Exercise requirements:
Below are records to transcribe exactly, without their pictures.

Data to process:
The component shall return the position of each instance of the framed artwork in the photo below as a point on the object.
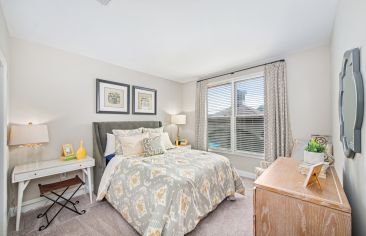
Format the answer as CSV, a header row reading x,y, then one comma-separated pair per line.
x,y
143,101
313,174
113,97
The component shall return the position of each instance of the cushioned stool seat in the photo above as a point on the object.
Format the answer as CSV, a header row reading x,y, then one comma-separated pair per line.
x,y
50,188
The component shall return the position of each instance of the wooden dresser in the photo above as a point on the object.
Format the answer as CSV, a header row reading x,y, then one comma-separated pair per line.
x,y
282,206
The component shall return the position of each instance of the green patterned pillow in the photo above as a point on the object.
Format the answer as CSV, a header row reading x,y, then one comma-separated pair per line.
x,y
153,146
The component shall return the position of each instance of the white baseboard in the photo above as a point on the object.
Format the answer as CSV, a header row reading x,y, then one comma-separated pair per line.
x,y
41,201
246,174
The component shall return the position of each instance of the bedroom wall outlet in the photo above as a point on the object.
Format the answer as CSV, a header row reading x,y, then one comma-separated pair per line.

Response for this exercise:
The component shall return the position of each instance of the framed artwork in the photo below as a point on the object.
Format the answer as CSV, a header row reading x,y, then one comma-separated pair per line.
x,y
143,101
313,174
113,97
The component shall return the position of each instance of the cushioned stool seat in the photo above as a point on the object.
Format the answer as CSV, a header row reading x,y, then one comma-separated pair per line.
x,y
50,188
The component shall return the position of each instance of the wooden dresser in the photo above as a point on the object.
Format the answer as CSV, a header row reading x,y, then one comma-separated pair per line.
x,y
282,206
The component shall return the position of each instance of the green patterned pillow in the photo above as a point on the object.
Format the answer as CSV, a header row reading x,y, then one comma-separated pair per line.
x,y
153,146
The component shall return the position of each instance of the white baseboard in the photo above as a point on the object.
Format the answer as CSV, a header row reading x,y, then one comma-separated pair per line.
x,y
41,201
246,174
The component shall return the position of each instance of the bedroom wall outlet in the photo above as a point on the object.
Format the answer as CSV, a header row reading x,y, then one comma-separated pair per line.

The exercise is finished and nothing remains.